◆ **VORGEGEBENE ANWEISUNG 1**: Wie viele Mitglieder hat die Nachwuchsorganisation, deren Vorsitz Johanna Uekermann laut dem Text über sie übernommen hat?
*****
Die neue Vorsitzende der Jungsozialisten Johanna Uekermann ist eine Kämpfernatur. In Niederbayern hat die 26-jährige Politologin gelernt, wie man auch bei Gegenwind standhaft bleibt.

Anfang des Jahres hat der „Spiegel“ Porträts derjenigen Politikerinnen und Politiker veröffentlicht, die nach Ansicht des Nachrichtenmagazins 2014 wichtig sind. Mit dabei und zugleich die jüngste der Porträtierten: die 26-jährige Johanna Uekermann. Im Dezember ist die Niederbayerin zur neuen Vorsitzenden der Jungsozialisten gewählt worden. Bereits seit zwei Jahren ist Uekermann im Bundesvorstand der SPD-Nachwuchsorganisation aktiv, die Wahl zur Chefin der 70 000 Mitglieder hat ihr Leben dennoch „noch einmal richtig auf den Kopf gestellt.“

Ändern wird sich etwa ihr Wohnort: Weil sie nach ihrem Studium ein Praktikum in Berlin absolvierte, hat die Politikwissenschaftlerin bereits für einige Monate hier gelebt. Jetzt wird sie ihren Lebensmittelpunkt noch stärker vom niederbayerischen Straubing in die acht Zugstunden entfernte Bundeshauptstadt verlegen. „An erster Stelle steht für mich in den nächsten zwei Jahren, die Jusos als Verband voranzubringen.“ Dafür braucht es nach Ansicht Uekermanns neben einer präsenten Vorsitzenden vor allem eine Weiterentwicklung der Ideen und Ziele. „Ich möchte, dass wir eine wahrnehmbare Stimme innerhalb der Partei sind. Dass wir unsere Positionen in der SPD unterbringen und gemeinsam in der SPD an ihnen arbeiten, damit wir uns dort auch wiederfinden.“

Dass sich die Positionen des Jugendverbandes dabei auch durchaus mal von denen der Partei unterscheiden können, hat sich etwa beim Mitgliedervotum der SPD gezeigt . Weil die Jusos sich mit ihren politischen Forderungen, wie etwa nach einer Bafög-Reform, nicht im Koalitionsvertrag wiederfanden, hatten sie sich gegen eine große Koalition ausgesprochen (Interview mit Johanna Uekermann). Auch wenn das Votum anders ausfiel, als es sich Uekermann und viele Jungsozialistinnen gewünscht hätten, werden sich die Jusos jetzt nicht „in eine Schmollecke zurückziehen.“

Kontrapunkt zur Parteispitze 

„Ich finde es nach wie vor gut, dass wir der Kontrapunkt waren und den Leuten eine Plattform gegeben haben, ihre Kritik auch zu äußern. Dass das aber teilweise so hochstilisiert wird, als seien wir die Opposition in der Partei, das ist Quatsch.“ Politik sei eben nicht nur Kuschelkurs, sondern auch hartes Geschäft.
*****
◆ **VORGEGEBENE ANWEISUNG 2**: Wandle den Abschnitt der Datensätze, der mit der Zeile beginnt, die „Query: bare branch“ enthält, und mit der Zeile endet, die „220 176 L 220“ enthält, in eine nummerierte Liste um. Beide Grenzzeilen gehören dazu, Leerzeilen entfallen.

Datensätze zur Konturannotation
*****
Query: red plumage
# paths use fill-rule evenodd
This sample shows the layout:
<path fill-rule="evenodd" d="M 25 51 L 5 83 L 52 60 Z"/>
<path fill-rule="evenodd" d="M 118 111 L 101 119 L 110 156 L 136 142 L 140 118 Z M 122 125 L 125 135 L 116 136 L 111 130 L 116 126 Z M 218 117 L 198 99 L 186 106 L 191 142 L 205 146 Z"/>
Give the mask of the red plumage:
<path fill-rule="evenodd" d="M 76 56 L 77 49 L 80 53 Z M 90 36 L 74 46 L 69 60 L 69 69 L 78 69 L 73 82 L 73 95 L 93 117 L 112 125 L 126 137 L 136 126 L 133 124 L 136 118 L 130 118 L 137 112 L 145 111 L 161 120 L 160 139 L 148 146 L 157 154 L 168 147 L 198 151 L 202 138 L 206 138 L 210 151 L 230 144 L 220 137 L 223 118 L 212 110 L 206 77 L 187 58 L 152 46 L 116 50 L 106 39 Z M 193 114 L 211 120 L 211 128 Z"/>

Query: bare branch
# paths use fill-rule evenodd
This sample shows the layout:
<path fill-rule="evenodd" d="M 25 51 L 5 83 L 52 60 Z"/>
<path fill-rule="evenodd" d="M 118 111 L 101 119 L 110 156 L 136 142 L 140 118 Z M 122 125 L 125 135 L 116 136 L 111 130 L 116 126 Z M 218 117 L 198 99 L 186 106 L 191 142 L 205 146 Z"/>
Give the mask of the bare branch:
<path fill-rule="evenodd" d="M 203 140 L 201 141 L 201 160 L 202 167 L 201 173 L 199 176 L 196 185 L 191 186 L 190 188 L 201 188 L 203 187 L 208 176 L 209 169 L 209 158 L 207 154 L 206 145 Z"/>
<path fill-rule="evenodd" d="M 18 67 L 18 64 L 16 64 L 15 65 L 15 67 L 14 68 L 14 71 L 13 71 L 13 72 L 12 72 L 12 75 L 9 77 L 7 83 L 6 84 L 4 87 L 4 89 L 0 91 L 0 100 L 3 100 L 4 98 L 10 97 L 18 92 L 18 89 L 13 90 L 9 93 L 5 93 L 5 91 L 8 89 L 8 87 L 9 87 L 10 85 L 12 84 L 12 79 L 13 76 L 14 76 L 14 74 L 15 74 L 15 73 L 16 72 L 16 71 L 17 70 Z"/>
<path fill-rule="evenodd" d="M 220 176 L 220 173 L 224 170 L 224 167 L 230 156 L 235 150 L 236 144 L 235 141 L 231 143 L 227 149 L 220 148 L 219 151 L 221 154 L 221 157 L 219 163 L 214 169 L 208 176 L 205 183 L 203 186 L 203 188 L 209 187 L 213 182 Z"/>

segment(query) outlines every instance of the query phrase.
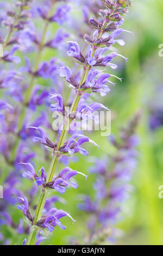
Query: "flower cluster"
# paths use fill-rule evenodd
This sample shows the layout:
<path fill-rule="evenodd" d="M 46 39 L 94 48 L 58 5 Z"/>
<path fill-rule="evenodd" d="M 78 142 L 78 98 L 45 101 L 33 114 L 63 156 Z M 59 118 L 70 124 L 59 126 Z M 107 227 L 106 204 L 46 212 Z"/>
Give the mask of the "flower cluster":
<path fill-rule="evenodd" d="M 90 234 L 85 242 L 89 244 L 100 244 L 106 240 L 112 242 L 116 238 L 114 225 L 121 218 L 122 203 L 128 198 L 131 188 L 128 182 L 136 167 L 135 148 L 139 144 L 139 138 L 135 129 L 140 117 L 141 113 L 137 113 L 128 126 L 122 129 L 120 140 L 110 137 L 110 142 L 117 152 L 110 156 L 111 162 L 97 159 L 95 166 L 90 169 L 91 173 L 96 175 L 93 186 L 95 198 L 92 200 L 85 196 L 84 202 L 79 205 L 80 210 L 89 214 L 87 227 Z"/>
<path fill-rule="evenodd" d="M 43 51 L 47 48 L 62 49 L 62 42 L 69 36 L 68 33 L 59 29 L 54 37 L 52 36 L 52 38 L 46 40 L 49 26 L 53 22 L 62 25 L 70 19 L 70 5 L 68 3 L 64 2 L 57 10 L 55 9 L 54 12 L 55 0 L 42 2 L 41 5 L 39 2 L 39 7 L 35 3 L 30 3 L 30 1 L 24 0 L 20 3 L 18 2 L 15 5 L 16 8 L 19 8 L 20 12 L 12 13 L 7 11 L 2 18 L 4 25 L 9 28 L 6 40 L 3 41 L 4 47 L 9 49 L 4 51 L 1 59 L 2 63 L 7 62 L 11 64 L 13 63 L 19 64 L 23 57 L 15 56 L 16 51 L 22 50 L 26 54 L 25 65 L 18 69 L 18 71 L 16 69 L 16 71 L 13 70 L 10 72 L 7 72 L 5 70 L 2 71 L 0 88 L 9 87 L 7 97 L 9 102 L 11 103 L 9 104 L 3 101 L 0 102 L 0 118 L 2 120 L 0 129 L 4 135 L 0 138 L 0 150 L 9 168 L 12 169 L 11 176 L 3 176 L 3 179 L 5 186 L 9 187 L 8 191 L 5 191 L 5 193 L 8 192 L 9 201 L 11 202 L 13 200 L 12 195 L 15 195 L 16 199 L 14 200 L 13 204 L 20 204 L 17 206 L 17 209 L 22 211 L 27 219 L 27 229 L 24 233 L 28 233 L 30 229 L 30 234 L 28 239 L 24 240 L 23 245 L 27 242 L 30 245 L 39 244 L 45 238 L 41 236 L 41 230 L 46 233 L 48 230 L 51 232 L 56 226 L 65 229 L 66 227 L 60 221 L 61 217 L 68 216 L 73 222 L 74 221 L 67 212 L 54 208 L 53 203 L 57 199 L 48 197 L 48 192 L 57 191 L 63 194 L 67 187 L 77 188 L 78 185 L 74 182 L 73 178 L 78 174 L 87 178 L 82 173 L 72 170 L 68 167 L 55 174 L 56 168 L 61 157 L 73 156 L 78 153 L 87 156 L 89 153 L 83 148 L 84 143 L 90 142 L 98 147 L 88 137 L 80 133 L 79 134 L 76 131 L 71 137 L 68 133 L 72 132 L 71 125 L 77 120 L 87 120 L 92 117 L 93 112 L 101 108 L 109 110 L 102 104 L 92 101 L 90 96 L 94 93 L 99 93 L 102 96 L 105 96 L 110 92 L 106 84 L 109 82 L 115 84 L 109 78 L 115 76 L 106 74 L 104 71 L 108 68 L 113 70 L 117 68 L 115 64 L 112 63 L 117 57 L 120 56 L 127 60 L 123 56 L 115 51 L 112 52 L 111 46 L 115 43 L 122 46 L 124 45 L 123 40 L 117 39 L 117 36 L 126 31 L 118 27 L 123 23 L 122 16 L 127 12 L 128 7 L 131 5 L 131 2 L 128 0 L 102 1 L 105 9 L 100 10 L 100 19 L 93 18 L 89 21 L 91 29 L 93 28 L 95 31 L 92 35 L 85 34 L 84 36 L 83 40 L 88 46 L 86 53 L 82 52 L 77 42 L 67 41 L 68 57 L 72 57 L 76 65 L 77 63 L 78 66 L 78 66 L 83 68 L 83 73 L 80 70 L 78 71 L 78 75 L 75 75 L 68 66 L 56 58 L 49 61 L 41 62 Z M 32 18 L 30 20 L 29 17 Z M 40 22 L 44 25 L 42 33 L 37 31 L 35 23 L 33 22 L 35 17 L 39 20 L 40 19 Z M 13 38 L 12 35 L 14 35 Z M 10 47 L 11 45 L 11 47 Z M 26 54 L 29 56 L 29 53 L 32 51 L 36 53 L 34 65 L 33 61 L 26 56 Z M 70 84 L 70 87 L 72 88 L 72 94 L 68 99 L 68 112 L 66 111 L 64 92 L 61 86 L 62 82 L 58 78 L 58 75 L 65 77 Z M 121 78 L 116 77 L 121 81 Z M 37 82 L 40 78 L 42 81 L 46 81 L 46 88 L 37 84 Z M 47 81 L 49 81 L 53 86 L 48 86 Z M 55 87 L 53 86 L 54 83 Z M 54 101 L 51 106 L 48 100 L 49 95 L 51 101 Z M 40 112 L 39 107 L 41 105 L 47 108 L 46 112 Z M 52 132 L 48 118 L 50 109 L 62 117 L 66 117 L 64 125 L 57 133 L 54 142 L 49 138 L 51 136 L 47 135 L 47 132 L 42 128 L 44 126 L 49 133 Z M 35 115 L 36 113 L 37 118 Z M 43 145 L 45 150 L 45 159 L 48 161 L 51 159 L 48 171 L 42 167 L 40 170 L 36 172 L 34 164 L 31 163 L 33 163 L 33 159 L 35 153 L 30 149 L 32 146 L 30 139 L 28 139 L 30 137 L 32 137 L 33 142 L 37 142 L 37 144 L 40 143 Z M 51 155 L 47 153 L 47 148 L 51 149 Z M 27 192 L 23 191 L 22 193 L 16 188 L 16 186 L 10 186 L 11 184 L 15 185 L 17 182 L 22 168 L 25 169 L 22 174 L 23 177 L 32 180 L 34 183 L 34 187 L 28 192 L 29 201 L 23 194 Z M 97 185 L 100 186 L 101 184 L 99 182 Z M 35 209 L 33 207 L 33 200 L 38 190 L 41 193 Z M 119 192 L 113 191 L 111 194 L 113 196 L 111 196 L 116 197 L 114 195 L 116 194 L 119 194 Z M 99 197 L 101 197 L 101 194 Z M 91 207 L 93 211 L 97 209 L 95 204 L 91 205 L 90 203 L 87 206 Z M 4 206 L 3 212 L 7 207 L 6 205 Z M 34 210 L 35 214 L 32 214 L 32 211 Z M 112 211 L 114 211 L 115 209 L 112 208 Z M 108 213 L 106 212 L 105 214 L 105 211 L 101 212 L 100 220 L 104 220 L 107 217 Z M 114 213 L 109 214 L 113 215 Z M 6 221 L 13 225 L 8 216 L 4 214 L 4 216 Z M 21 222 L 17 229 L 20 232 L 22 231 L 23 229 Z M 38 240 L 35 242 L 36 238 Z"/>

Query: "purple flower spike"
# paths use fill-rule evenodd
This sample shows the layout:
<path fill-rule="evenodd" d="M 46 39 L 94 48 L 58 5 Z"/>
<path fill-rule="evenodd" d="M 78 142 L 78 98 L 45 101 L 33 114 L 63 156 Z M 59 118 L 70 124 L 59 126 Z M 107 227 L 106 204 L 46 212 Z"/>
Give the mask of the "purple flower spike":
*****
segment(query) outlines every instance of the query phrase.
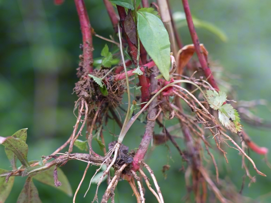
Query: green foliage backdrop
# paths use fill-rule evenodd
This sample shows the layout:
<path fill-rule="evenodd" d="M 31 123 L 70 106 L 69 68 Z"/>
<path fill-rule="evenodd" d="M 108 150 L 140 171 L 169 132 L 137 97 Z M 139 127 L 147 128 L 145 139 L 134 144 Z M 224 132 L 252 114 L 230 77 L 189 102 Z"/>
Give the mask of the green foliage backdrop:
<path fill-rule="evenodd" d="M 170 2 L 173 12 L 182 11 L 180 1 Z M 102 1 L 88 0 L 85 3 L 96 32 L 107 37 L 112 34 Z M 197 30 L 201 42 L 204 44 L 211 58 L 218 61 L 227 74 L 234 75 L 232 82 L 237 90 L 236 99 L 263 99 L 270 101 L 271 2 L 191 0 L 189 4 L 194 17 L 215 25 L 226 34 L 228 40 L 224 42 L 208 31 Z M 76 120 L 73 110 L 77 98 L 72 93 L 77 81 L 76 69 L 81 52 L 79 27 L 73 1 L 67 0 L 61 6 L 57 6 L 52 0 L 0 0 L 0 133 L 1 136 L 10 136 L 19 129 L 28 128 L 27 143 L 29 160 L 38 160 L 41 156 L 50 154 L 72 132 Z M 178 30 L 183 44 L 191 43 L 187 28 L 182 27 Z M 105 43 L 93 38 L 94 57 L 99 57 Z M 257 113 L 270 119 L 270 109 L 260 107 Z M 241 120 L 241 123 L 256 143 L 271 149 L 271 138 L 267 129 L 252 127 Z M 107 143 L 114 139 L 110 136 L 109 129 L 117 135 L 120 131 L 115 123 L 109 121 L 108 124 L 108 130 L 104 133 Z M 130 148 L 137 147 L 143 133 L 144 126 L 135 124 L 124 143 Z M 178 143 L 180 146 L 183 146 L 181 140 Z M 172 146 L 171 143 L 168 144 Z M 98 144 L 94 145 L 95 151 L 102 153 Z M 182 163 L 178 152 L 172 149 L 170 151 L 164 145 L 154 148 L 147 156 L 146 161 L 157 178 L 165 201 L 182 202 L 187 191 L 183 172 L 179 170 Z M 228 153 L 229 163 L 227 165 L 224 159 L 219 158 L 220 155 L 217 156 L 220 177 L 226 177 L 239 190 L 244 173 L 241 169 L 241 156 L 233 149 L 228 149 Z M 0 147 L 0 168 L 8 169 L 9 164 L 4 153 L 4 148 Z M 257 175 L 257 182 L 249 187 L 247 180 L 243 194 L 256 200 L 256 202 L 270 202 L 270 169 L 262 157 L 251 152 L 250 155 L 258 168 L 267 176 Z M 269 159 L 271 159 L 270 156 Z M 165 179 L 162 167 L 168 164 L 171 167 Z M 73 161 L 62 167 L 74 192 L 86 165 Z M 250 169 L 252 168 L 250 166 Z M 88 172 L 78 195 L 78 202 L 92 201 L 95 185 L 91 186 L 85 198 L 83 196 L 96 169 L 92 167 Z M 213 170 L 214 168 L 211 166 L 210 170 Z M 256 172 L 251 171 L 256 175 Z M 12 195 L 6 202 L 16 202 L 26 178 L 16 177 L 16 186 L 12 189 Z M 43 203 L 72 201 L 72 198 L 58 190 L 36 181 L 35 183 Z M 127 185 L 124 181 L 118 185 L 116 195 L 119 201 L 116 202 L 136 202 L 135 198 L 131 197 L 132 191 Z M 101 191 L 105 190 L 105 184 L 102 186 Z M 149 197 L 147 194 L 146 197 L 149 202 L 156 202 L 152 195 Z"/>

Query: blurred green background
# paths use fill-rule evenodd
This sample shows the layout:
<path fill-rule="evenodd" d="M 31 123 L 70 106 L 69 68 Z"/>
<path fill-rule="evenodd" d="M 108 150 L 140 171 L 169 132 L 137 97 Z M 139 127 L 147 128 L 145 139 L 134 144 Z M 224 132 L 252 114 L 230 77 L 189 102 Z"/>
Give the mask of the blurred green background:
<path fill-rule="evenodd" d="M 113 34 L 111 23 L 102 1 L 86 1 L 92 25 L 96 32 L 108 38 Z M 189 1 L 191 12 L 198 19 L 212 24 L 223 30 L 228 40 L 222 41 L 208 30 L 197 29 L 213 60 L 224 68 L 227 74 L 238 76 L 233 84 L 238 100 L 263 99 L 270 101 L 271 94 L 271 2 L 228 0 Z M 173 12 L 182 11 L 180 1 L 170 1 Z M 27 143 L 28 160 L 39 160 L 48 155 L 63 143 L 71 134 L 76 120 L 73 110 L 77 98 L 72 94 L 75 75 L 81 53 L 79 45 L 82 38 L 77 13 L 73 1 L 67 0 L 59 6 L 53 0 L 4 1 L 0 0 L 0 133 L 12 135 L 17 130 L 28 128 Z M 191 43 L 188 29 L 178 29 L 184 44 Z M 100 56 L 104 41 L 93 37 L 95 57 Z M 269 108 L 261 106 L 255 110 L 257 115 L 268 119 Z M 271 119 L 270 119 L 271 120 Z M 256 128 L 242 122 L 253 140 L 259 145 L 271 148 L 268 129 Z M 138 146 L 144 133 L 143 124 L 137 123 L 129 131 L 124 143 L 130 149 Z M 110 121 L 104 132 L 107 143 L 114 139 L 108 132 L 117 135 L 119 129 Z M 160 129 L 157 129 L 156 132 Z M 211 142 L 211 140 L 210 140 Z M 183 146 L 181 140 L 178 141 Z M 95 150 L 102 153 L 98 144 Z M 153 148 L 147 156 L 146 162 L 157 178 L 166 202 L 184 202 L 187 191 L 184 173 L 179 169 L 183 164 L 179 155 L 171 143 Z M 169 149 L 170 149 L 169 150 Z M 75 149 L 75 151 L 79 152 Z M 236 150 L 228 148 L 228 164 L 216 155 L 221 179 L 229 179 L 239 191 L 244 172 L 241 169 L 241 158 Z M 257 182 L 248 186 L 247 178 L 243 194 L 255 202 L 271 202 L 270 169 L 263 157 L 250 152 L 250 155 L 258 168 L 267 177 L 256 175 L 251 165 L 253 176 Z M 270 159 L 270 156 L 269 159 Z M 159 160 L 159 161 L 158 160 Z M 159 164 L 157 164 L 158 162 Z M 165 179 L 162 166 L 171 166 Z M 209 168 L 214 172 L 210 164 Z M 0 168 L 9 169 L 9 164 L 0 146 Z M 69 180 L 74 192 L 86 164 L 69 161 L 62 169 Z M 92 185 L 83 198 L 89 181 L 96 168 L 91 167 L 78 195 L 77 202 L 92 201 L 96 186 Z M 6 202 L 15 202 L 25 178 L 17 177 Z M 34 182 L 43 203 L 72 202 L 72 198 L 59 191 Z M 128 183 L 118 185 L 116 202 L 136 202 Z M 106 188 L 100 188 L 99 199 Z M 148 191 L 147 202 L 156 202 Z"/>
*****
◆ **KORREKTES ERGEBNIS 1**: Die Jusos haben 70 000 Mitglieder.

◆ **KORREKTES ERGEBNIS 2**:
1. Query: bare branch
2. # paths use fill-rule evenodd
3. This sample shows the layout:
4. <path fill-rule="evenodd" d="M 25 51 L 5 83 L 52 60 Z"/>
5. <path fill-rule="evenodd" d="M 118 111 L 101 119 L 110 156 L 136 142 L 140 118 Z M 122 125 L 125 135 L 116 136 L 111 130 L 116 126 Z M 218 117 L 198 99 L 186 106 L 191 142 L 205 146 Z"/>
6. Give the mask of the bare branch:
7. <path fill-rule="evenodd" d="M 203 140 L 201 141 L 201 160 L 202 167 L 201 173 L 199 176 L 196 185 L 191 186 L 190 188 L 201 188 L 203 187 L 208 176 L 209 169 L 209 158 L 207 154 L 206 145 Z"/>
8. <path fill-rule="evenodd" d="M 18 67 L 18 64 L 16 64 L 15 65 L 15 67 L 14 68 L 14 71 L 13 71 L 13 72 L 12 72 L 12 75 L 9 77 L 7 83 L 6 84 L 4 87 L 4 89 L 0 91 L 0 100 L 3 100 L 4 98 L 10 97 L 18 92 L 18 89 L 13 90 L 9 93 L 5 93 L 5 91 L 8 89 L 8 87 L 9 87 L 10 85 L 12 84 L 12 79 L 13 76 L 14 76 L 14 74 L 15 74 L 15 73 L 16 72 L 16 71 L 17 70 Z"/>
9. <path fill-rule="evenodd" d="M 220 176 L 220 173 L 224 170 L 224 167 L 230 156 L 235 150 L 236 144 L 235 141 L 231 143 L 227 149 L 220 148 L 219 151 L 221 154 L 221 157 L 219 163 L 214 169 L 208 176 L 205 183 L 203 186 L 203 188 L 209 187 L 213 182 Z"/>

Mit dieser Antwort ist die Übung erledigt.